Your response should be the complete listing, returned exactly as written.

RECORDS:
Segment Open

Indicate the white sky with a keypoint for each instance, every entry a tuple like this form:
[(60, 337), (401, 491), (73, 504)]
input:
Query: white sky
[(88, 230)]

Segment Closed

EXERCISE RESULT:
Indicate the white sky with a keypoint for each instance, every entry a tuple like this form:
[(60, 337), (401, 491), (73, 504)]
input:
Query: white sky
[(88, 230)]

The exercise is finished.